• [Required tasks]
A - In the passage on hormetic stress, what name is given to intermittent bursts of stress?
B - Copy the stretch of the passage on hormetic stress from "We know that" through "does this happen?".
C - Carry on the passage on hormetic stress from the point where it stops.

• [Source extract]
::::::
We know that stress is extremely detrimental to our health, especially when it is drawn out and chronic – but did you know that small bursts of stress are actually beneficial for our health and longevity? These intermittent bursts of stress, called “hormesis” or “hormetic stress,” likely contribute to a longer and healthier life. Research has defined hormesis as “a phenomenon in which otherwise harmful substances [or stressors] give stimulating and beneficial effects to living organisms.”
How does this happen?
Hormetic stress triggers the activation of various longevity pathways that typically slow with age. These pathways work to repair cellular and DNA damage(autophagy), combat oxidative stress, support blood sugar, enhance stress resilience, reduce inflammation, and eliminate toxins. Altogether, this ‘cellular housecleaning’ encourages the slowing of the aging processes and the enhancement of overall health.
::::::
• [Material provided]

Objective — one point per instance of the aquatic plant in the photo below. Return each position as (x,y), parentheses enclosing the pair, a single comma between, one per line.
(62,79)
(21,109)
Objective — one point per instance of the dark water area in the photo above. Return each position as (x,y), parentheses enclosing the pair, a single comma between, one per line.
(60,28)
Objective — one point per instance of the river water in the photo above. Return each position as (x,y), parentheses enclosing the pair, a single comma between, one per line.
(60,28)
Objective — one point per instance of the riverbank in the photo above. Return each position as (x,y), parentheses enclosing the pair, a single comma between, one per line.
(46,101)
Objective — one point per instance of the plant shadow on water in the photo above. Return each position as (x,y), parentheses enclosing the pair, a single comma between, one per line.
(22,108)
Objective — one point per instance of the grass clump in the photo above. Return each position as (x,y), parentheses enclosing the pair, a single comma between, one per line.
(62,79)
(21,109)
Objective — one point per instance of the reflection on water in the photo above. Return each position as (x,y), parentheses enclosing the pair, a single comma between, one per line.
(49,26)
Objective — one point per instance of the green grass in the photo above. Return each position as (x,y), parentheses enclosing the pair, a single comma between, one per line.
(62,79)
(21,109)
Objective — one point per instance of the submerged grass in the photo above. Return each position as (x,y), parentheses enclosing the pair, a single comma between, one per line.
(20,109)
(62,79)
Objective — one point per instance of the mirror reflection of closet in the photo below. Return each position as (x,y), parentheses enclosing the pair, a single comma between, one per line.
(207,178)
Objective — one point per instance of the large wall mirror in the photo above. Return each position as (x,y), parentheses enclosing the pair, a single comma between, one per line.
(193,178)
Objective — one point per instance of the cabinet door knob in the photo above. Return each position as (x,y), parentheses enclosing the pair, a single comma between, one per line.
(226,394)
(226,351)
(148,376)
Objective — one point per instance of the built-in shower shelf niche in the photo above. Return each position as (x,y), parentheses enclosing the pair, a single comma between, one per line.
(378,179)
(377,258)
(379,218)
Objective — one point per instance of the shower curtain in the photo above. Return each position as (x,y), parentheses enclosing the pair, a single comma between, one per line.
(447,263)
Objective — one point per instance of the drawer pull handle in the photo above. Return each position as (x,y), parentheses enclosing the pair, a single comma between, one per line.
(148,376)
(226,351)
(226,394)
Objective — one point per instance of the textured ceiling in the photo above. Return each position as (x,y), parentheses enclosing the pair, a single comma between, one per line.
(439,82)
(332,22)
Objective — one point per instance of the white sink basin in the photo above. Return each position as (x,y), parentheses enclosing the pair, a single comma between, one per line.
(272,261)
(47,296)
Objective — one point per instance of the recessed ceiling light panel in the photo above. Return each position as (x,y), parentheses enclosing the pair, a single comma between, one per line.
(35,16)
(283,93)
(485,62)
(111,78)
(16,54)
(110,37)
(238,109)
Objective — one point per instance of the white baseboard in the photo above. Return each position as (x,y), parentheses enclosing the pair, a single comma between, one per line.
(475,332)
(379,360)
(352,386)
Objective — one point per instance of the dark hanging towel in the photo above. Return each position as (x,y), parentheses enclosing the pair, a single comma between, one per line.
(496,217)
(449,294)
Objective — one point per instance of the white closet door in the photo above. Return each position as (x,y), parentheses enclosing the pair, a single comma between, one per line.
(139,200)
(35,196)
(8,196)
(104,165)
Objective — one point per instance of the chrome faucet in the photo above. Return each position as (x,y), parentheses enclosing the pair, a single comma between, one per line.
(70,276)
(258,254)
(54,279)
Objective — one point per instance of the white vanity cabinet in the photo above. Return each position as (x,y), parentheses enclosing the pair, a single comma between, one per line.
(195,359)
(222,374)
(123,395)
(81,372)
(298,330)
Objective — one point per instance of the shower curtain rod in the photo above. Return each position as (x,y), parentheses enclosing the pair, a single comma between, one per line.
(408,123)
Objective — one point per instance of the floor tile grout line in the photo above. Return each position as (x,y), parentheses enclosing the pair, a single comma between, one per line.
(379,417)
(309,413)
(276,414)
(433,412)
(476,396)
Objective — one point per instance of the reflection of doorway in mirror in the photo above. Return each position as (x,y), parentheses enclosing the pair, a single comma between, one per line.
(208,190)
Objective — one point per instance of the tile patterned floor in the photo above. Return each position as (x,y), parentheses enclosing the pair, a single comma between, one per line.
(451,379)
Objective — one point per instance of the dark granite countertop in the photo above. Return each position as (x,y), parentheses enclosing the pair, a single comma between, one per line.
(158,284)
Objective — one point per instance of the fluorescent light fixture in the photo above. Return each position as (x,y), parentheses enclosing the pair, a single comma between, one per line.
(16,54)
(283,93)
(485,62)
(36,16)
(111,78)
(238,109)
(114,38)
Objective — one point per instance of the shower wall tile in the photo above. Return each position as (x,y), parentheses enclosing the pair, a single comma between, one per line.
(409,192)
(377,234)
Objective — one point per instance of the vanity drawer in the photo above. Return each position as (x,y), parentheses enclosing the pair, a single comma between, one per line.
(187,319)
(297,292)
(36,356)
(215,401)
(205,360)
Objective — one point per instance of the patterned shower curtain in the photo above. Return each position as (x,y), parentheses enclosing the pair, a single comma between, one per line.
::::::
• [Answers]
A - They are called "hormesis" or "hormetic stress."

B -
We know that stress is extremely detrimental to our health, especially when it is drawn out and chronic – but did you know that small bursts of stress are actually beneficial for our health and longevity? These intermittent bursts of stress, called “hormesis” or “hormetic stress,” likely contribute to a longer and healthier life. Research has defined hormesis as “a phenomenon in which otherwise harmful substances [or stressors] give stimulating and beneficial effects to living organisms.”
How does this happen?

C -
These stressors also increase the production of our mitochondria, otherwise known as the “energy powerhouses” of the cell. Mitochondria are responsible for turning food and oxygen into energy. Hence, our organs and bodily systems rely on functioning mitochondria to carry out their responsibilities. Mitochondrial health is increasingly important with age to maintain function, but also because mitochondrial function tends to decline throughout the lifespan. No surprises here: mitochondrial dysfunction is considered one of the 9 “Hallmarks of aging”, otherwise thought of as characteristics that define aging.
All in all, hormetic stressors encourage our bodies to rejuvenate and activate repair systems, starting at the cellular level.
How can you activate hormetic stress?
Tune into hormesis by adding some of these beneficial practices into your health regimen.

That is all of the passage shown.